[Records from a collection]
"""
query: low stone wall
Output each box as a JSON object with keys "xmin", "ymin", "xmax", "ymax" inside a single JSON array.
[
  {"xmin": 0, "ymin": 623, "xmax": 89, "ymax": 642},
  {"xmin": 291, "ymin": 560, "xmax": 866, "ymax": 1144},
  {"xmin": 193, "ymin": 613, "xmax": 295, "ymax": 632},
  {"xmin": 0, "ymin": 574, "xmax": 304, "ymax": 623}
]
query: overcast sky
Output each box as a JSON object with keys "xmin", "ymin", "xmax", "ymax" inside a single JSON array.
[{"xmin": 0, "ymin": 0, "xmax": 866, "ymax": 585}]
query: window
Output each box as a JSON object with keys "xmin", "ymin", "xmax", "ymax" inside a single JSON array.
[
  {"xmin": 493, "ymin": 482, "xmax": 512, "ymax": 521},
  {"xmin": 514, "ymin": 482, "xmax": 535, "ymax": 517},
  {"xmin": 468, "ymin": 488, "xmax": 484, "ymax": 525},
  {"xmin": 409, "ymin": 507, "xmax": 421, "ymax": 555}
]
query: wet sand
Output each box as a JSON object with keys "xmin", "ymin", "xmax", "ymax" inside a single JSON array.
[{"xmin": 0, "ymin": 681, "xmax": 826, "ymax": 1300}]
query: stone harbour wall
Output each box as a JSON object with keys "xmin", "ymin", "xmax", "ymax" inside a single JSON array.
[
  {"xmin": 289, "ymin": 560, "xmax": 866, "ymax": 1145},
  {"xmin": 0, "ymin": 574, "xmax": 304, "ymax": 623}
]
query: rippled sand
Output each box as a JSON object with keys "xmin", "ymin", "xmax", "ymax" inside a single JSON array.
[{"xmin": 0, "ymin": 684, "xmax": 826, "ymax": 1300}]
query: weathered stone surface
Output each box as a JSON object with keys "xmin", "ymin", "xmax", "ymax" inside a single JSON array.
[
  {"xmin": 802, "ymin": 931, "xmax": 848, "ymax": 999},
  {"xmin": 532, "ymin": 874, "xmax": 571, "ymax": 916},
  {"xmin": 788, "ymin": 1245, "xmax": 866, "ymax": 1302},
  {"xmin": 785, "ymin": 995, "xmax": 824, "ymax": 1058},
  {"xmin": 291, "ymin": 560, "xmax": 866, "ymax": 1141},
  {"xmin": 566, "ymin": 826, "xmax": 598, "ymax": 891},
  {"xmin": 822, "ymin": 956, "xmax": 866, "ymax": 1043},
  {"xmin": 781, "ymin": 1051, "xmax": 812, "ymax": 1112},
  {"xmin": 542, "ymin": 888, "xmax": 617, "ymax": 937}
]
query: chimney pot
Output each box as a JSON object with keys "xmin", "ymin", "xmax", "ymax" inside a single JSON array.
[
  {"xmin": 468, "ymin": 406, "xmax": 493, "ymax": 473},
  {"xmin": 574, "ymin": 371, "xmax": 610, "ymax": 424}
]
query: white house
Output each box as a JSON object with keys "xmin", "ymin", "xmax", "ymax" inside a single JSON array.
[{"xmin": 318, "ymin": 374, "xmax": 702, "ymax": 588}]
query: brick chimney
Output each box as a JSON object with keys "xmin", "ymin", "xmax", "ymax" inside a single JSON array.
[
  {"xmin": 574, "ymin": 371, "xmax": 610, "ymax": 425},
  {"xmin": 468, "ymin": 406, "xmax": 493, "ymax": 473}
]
"""
→ **Your objective**: List every line above that contains the word "stone", copying each one in full.

→ **Written answer**:
query: low stone wall
query: stone harbour wall
query: weathered stone surface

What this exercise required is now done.